::: Extract to read

Zum Inhalt springen

Bhutanese Mahāmudrā

View on the last residence of Je Gendün Rinchen near Thimphu, Bhutan, looking at a shrine built up to commemorate his passing.

If you [can] not tame your rigid mind [resembling] a bowl of [hot] oil
[How can you] tame the mind of others, you low-minded fool?
Bragging about being wise, without [properly] explicating the Dharma discourse
[Better to] conceal [your] qualities inside, cave hermit!

A Timely Message from the Cave, p. 87.

My first monograph, A Timely Message from the Cave, addressed the long-lasting debate about the Mahāmudrā doctrine and meditative system first brought up in Sakya Paṇḍita (1182–1251)’s systematic critique in the 13th century. Through my translation, the positions of eminent Bhutanese Drukpa Kagyü masters between the 18th and 20th centuries are made accessible to an English-speaking readership for the first time. In addition, the Tibetan text corpus I worked with shows how oral discourses transformed into new elite Buddhist textual traditions addressing Mahāmudrā and how they then gained trans-regional and trans-cultural relevance among both Tibetan and Bhutanese Buddhist masters in the 18th century.

As a result, the reader is able to access one of the lesser-known and under-researched scholastic traditions, the Bhutanese Drukpa Kagyü school and their detailed interpretation of Mahāmudrā, the paramount teaching in all Kagyü schools, which is practiced globally and very popular today. Remarkably, the Tibetan text corpus also deals with the entire spectrum of controversial topics crucial to Mahāmudrā. Some of these topics had been discussed for centuries, and, as such, my book serves as an intricate roadmap to many of these earlier philosophical disputes in Tibet and India. A Timely Message from the Cave thoroughly introduces the reader to this important debate.

Besides conducting archival research and identifying unknown text witnesses of these Mahāmudrā works at the National Library and Archives (NLAB) in Thimphu, I was also able to travel and carry out field research in West and Central Bhutan in October and November 2014.


Dagmar Schwerk in the Bhutanese National Dress at Dochula Pass, Central Bhutan.

I also document and discuss the life and vast literary and scholastic heritage of the 69th Chief Abbot of Bhutan, Geshe Drapukpa Gendün Rinchen (1926–97). As an author, scholar, teacher, and practitioner, this eminent Buddhist master significantly contributed to the doctrinal innovations and modernization of religious educational institutions of the Drukpa Kagyü school in Bhutan in the second half of the 20th century.

::::::

◆ Short problem 1
Please rename "roost-count tally" to "nest survey" in the rows, beginning at the line that has "strap in this photo." and stopping after the line that has "(1209, 510)", with everything else left unchanged.

::: Given records

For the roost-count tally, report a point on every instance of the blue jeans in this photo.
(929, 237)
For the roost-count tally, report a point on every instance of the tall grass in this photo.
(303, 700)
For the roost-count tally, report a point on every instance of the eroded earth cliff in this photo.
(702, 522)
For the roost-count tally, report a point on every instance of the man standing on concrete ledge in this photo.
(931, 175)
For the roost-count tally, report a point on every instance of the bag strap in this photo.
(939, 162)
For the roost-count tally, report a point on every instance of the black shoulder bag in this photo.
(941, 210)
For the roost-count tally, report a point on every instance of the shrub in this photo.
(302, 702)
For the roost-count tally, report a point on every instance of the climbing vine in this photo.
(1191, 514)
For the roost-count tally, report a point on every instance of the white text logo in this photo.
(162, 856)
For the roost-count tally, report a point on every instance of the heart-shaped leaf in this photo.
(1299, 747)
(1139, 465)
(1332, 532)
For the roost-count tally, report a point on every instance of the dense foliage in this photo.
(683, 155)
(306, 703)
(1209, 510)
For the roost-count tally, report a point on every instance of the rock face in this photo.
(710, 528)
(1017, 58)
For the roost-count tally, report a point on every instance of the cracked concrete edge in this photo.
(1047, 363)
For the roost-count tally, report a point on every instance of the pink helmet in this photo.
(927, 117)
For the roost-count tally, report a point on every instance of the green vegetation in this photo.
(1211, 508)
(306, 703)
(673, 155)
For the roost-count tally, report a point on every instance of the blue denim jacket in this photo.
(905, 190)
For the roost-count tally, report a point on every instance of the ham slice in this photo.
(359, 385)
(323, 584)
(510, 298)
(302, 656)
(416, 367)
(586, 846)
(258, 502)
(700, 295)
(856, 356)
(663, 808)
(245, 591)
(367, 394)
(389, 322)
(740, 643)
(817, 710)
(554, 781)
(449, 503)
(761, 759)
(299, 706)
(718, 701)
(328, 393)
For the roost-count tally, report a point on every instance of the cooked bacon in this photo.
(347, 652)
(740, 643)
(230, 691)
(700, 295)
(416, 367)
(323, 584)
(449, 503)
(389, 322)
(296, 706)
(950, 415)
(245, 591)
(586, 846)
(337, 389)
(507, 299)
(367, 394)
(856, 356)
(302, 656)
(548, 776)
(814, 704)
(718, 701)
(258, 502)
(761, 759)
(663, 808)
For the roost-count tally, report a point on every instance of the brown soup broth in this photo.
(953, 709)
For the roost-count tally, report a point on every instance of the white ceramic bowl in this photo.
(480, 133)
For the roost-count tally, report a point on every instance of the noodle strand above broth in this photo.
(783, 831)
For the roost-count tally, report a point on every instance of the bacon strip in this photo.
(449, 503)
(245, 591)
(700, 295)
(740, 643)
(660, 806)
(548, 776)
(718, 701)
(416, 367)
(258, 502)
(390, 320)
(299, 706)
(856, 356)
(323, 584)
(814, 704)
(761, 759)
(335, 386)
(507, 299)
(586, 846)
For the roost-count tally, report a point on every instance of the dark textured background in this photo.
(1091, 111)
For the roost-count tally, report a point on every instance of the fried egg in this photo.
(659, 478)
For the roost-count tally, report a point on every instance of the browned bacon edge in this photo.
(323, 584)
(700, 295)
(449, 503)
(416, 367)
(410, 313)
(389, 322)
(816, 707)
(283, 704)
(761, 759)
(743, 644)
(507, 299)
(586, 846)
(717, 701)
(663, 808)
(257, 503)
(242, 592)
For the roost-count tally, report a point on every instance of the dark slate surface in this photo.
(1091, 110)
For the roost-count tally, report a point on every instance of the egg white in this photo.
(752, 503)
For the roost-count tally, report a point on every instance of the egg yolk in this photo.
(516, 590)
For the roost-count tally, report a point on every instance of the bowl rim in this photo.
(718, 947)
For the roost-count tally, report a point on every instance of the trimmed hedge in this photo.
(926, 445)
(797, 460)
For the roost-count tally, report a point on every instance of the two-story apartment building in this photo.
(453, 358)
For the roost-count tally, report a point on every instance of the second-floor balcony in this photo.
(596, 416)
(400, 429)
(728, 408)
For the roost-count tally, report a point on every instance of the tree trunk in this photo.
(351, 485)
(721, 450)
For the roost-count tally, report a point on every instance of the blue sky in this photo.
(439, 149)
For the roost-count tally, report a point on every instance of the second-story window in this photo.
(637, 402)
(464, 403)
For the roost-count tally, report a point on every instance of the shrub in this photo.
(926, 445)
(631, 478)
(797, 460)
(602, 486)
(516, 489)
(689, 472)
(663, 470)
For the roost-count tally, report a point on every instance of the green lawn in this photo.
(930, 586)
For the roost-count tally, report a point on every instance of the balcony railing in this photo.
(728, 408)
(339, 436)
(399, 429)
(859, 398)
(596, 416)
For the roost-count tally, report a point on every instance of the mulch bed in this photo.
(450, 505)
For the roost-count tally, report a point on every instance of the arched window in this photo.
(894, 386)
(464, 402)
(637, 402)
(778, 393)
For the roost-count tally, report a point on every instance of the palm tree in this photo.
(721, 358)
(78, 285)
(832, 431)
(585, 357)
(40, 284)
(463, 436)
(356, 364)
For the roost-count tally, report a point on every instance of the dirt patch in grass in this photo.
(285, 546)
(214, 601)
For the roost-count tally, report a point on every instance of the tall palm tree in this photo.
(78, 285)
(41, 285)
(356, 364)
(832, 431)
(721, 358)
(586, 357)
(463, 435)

::::::

◆ Short problem 2
In the page on Bhutanese Mahāmudrā, why does the book serve as a roadmap to earlier philosophical disputes in Tibet and India?

◆ Correct answer 1
For the nest survey, report a point on every instance of the bag strap in this photo.
(939, 162)
For the nest survey, report a point on every instance of the black shoulder bag in this photo.
(941, 210)
For the nest survey, report a point on every instance of the shrub in this photo.
(302, 702)
For the nest survey, report a point on every instance of the climbing vine in this photo.
(1191, 514)
For the nest survey, report a point on every instance of the white text logo in this photo.
(162, 856)
For the nest survey, report a point on every instance of the heart-shaped leaf in this photo.
(1299, 747)
(1139, 465)
(1332, 532)
For the nest survey, report a point on every instance of the dense foliage in this photo.
(683, 155)
(306, 703)
(1209, 510)

◆ Correct answer 2
The Tibetan text corpus it translates deals with the entire spectrum of controversial topics crucial to Mahāmudrā. Some of these topics had been discussed for centuries.